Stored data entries
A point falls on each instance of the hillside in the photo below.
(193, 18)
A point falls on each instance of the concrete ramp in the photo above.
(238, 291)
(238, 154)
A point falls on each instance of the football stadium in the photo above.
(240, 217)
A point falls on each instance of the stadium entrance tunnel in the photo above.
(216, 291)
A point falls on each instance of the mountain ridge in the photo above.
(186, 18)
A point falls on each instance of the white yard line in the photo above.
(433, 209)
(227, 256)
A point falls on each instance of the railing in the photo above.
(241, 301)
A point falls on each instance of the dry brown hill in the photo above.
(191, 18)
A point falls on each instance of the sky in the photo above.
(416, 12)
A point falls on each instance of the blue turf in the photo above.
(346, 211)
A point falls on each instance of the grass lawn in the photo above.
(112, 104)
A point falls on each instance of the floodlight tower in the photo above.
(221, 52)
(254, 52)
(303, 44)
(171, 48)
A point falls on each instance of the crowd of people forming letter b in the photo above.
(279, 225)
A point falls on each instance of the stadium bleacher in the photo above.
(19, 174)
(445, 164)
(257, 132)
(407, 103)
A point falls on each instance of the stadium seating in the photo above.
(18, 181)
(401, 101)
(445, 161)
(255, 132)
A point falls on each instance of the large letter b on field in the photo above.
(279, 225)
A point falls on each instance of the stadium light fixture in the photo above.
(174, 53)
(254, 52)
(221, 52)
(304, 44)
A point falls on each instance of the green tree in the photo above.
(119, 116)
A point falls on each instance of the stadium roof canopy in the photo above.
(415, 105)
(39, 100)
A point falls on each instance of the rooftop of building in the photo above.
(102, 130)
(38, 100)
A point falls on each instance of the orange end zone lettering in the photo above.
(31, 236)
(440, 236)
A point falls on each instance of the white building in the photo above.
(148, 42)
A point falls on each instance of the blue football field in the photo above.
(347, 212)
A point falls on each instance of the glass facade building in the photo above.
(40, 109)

▶ _Directions for this task_
Beginning at the line that holds "A point falls on each instance of the blue football", reproduce the lines exactly up to and including the final line of the entries.

▶ _Answer space_
A point falls on each instance of the blue football field in the photo above.
(347, 212)
A point falls on each instance of the glass facade building in the photo above.
(40, 109)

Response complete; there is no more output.